Dataset rows ->
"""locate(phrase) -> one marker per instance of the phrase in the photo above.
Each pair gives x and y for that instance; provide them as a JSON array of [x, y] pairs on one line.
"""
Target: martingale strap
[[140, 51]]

Instructions for the task ->
Reproduce the data in full, exactly as presented.

Worked answer ->
"""locate(phrase) -> one marker per instance of the phrase in the photo above.
Each pair gives x and y for that instance; provide them as a JSON array of [x, y] pairs on one line.
"""
Target: martingale strap
[[140, 51]]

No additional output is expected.